## Task prompt
Scan the following material for the string "dirt" and copy each line in which it appears.

┌──

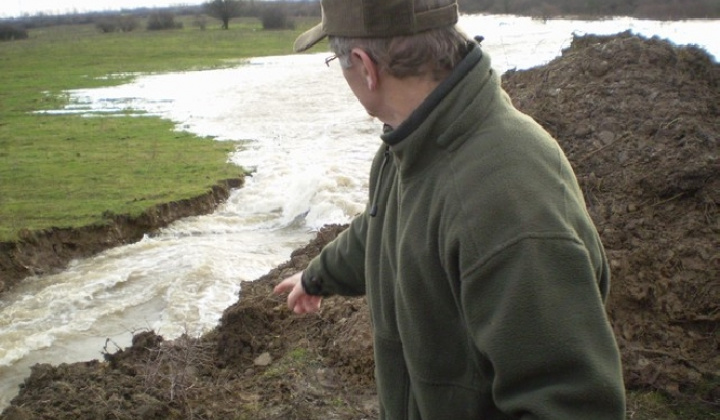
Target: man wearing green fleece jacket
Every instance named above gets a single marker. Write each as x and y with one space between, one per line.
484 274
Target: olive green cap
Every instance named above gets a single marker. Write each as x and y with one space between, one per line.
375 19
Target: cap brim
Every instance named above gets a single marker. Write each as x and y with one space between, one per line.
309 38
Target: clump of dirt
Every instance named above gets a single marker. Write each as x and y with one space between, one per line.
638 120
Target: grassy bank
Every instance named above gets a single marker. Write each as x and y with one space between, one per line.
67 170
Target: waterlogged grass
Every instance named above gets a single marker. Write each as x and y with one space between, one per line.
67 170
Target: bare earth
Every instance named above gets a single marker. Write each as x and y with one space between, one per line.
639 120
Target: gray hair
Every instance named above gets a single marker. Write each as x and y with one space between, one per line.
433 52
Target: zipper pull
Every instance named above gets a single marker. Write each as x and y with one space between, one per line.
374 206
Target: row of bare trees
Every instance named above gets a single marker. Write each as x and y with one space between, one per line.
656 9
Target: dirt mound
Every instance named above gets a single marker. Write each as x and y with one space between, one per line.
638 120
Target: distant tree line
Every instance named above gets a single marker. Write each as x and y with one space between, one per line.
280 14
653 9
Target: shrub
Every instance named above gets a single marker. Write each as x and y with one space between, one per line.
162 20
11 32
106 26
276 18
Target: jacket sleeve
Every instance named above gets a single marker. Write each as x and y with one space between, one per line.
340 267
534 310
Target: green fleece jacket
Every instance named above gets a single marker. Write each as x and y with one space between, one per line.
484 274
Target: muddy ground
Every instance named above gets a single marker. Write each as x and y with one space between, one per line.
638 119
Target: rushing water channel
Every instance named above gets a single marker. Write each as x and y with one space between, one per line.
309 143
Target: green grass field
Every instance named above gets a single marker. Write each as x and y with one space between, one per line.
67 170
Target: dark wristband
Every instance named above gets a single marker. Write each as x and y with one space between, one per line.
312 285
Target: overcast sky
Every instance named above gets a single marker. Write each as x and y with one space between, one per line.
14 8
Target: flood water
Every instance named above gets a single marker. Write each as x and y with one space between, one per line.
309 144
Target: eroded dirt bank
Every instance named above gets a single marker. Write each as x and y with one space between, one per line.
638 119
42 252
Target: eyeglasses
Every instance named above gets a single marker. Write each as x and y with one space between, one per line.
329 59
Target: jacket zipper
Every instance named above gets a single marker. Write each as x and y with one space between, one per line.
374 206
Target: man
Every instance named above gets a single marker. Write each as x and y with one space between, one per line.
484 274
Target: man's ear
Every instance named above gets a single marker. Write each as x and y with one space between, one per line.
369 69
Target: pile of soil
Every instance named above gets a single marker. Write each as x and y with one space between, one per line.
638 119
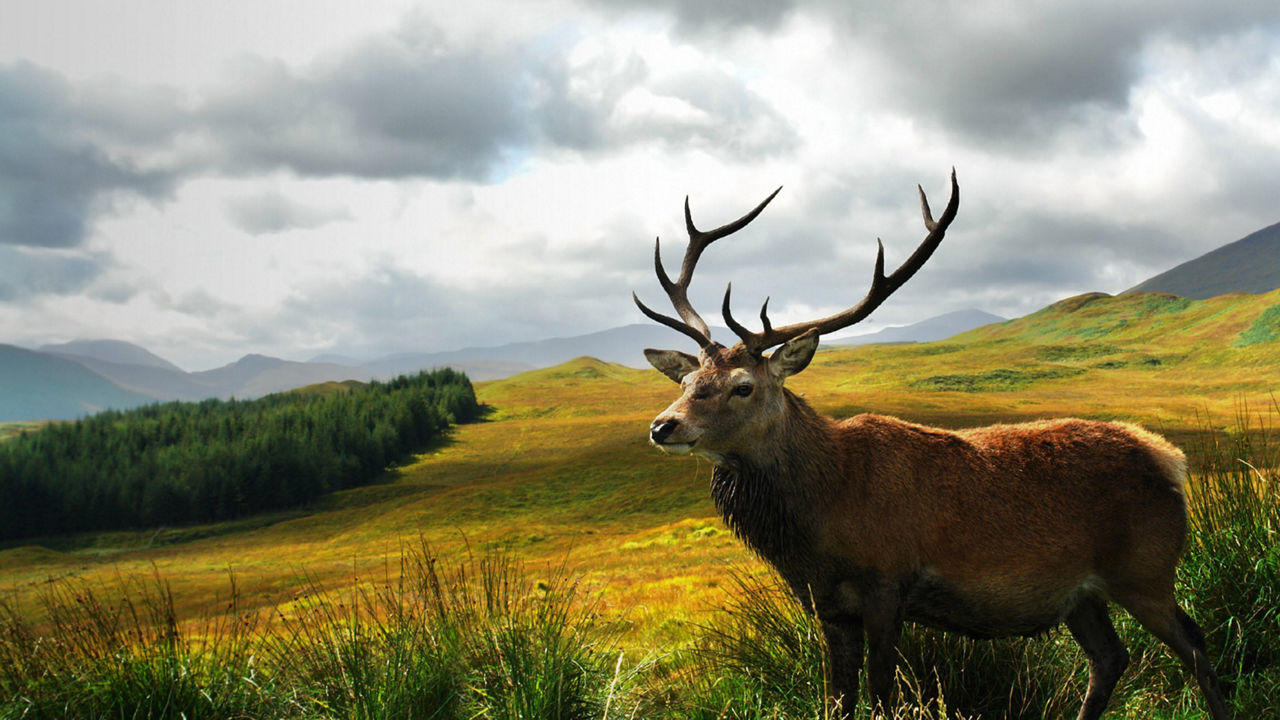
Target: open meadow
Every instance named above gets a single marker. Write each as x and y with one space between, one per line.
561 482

└──
┌──

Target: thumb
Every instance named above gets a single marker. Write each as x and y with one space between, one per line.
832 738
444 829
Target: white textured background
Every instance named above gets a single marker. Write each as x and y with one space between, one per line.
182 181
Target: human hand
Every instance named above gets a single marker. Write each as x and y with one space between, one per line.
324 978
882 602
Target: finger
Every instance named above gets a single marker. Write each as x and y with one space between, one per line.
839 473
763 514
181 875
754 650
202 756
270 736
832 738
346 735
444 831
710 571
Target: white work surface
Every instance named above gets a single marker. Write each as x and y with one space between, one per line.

└──
┌──

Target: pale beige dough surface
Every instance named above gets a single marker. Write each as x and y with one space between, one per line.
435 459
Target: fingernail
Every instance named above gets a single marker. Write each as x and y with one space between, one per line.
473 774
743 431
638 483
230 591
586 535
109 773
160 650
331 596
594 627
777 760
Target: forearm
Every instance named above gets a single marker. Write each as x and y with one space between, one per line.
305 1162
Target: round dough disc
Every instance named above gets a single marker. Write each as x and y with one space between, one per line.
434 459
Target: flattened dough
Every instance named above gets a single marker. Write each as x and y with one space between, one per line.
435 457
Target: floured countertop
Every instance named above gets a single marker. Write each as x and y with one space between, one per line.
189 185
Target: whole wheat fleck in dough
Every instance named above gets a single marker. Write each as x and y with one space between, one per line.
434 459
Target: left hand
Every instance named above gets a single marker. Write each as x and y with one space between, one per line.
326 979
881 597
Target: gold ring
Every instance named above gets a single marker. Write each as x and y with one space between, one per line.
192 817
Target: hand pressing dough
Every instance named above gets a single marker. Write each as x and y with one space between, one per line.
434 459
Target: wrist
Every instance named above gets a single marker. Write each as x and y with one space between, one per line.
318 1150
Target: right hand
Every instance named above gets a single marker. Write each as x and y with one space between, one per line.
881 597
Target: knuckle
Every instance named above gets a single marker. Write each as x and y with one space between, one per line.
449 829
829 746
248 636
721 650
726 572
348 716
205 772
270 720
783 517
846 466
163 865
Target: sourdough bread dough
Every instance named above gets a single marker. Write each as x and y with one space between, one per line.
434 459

└──

## Exercise response
Target: clump of dirt
Target: dirt mound
Target: eroded dirt bank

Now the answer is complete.